- YOUR GOAL: Retype all of the data. Every line must match exactly.

- Excerpts from point annotation data:
• • • • • • •

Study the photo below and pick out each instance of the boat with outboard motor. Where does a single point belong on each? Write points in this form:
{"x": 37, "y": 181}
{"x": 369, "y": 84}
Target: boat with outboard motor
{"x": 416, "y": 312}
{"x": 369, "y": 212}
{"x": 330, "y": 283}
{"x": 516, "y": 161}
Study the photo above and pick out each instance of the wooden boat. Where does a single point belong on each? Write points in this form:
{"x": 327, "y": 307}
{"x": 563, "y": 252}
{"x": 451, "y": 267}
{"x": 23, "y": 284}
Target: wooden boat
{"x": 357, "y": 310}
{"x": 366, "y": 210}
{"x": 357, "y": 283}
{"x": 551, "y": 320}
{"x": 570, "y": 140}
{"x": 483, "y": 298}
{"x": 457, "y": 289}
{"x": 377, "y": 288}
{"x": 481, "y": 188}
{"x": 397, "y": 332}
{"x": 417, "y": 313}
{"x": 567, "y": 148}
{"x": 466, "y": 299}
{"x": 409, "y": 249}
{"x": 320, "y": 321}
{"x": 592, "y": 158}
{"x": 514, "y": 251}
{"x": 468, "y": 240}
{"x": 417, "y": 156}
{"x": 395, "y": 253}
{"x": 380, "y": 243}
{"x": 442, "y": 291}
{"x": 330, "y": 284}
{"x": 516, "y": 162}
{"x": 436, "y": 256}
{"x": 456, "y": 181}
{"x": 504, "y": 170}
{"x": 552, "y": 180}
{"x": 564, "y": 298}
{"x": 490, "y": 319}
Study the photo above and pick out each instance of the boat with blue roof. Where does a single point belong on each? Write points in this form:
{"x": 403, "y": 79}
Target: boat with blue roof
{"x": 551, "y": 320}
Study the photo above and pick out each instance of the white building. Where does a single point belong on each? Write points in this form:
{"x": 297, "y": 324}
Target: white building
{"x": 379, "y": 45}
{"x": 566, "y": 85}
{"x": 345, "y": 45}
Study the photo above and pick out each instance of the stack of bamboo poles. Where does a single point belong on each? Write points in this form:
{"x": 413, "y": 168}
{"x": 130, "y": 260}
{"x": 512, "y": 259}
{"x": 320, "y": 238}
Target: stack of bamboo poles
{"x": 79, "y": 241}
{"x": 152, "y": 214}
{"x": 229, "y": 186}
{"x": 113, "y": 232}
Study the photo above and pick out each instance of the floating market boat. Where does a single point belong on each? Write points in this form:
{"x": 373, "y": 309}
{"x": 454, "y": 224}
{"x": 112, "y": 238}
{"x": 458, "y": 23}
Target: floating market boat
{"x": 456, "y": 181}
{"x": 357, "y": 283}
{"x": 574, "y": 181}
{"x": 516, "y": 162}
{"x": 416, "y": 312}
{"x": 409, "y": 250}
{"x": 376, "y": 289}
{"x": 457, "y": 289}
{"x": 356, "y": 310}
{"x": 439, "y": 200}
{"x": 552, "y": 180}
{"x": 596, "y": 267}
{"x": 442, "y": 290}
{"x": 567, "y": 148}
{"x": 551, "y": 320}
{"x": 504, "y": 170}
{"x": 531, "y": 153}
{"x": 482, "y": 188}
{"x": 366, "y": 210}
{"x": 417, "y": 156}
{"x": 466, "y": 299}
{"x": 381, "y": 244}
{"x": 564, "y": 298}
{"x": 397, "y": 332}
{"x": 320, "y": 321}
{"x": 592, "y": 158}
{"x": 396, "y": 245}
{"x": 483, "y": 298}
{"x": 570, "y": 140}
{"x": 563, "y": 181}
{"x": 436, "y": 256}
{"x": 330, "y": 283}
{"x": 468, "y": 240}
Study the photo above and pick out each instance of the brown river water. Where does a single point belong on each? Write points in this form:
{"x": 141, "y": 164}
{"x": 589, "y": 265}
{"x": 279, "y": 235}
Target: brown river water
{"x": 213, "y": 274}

• • • • • • •

- ANSWER:
Study the photo below and pick out each instance of the boat with outboard motor. Where does a single point belong on each? Write points in this form:
{"x": 37, "y": 181}
{"x": 369, "y": 84}
Target: boat with outboard motor
{"x": 416, "y": 312}
{"x": 369, "y": 212}
{"x": 330, "y": 283}
{"x": 516, "y": 161}
Study the photo above and pick out each instance of the wooden boat. Where does a single point belong on each? Write points in this form:
{"x": 327, "y": 307}
{"x": 563, "y": 252}
{"x": 451, "y": 267}
{"x": 23, "y": 284}
Target: wooden boat
{"x": 357, "y": 310}
{"x": 366, "y": 210}
{"x": 357, "y": 283}
{"x": 551, "y": 320}
{"x": 570, "y": 140}
{"x": 483, "y": 298}
{"x": 457, "y": 289}
{"x": 377, "y": 288}
{"x": 481, "y": 188}
{"x": 397, "y": 332}
{"x": 417, "y": 313}
{"x": 567, "y": 148}
{"x": 466, "y": 299}
{"x": 409, "y": 249}
{"x": 320, "y": 321}
{"x": 592, "y": 158}
{"x": 514, "y": 251}
{"x": 468, "y": 240}
{"x": 417, "y": 156}
{"x": 395, "y": 253}
{"x": 380, "y": 243}
{"x": 442, "y": 291}
{"x": 330, "y": 284}
{"x": 516, "y": 162}
{"x": 436, "y": 256}
{"x": 456, "y": 181}
{"x": 504, "y": 170}
{"x": 552, "y": 180}
{"x": 564, "y": 298}
{"x": 490, "y": 319}
Study the photo above and pick out each instance of the boat with blue roof. Where does a single point belong on each? Write points in this form:
{"x": 403, "y": 79}
Target: boat with blue roof
{"x": 551, "y": 320}
Study the photo above and pick out each instance of the white building. Where does a single point belong on each? Write points in this form:
{"x": 297, "y": 324}
Target: white building
{"x": 379, "y": 45}
{"x": 566, "y": 85}
{"x": 345, "y": 45}
Study the photo above and pick out each instance of the stack of bamboo poles. Where does a single point belong on each? Write points in this form:
{"x": 413, "y": 168}
{"x": 130, "y": 260}
{"x": 512, "y": 259}
{"x": 320, "y": 238}
Target: stack of bamboo poles
{"x": 79, "y": 241}
{"x": 152, "y": 214}
{"x": 229, "y": 186}
{"x": 113, "y": 232}
Study the photo above and pick out each instance of the floating market boat. Where does a single point belong on each? Write points in this form:
{"x": 373, "y": 309}
{"x": 454, "y": 224}
{"x": 112, "y": 238}
{"x": 458, "y": 23}
Target: floating market boat
{"x": 456, "y": 181}
{"x": 357, "y": 283}
{"x": 574, "y": 181}
{"x": 516, "y": 162}
{"x": 416, "y": 312}
{"x": 409, "y": 250}
{"x": 376, "y": 289}
{"x": 457, "y": 289}
{"x": 356, "y": 310}
{"x": 439, "y": 200}
{"x": 552, "y": 180}
{"x": 596, "y": 267}
{"x": 442, "y": 290}
{"x": 567, "y": 148}
{"x": 551, "y": 320}
{"x": 504, "y": 170}
{"x": 531, "y": 153}
{"x": 482, "y": 188}
{"x": 366, "y": 210}
{"x": 417, "y": 156}
{"x": 466, "y": 299}
{"x": 381, "y": 244}
{"x": 564, "y": 298}
{"x": 397, "y": 332}
{"x": 320, "y": 321}
{"x": 592, "y": 158}
{"x": 396, "y": 245}
{"x": 483, "y": 298}
{"x": 570, "y": 140}
{"x": 563, "y": 181}
{"x": 436, "y": 256}
{"x": 330, "y": 283}
{"x": 468, "y": 240}
Study the photo above and pick out each instance of the brown river water. Where does a single point belong on each? Write points in this form:
{"x": 141, "y": 164}
{"x": 589, "y": 265}
{"x": 279, "y": 235}
Target: brown river water
{"x": 213, "y": 274}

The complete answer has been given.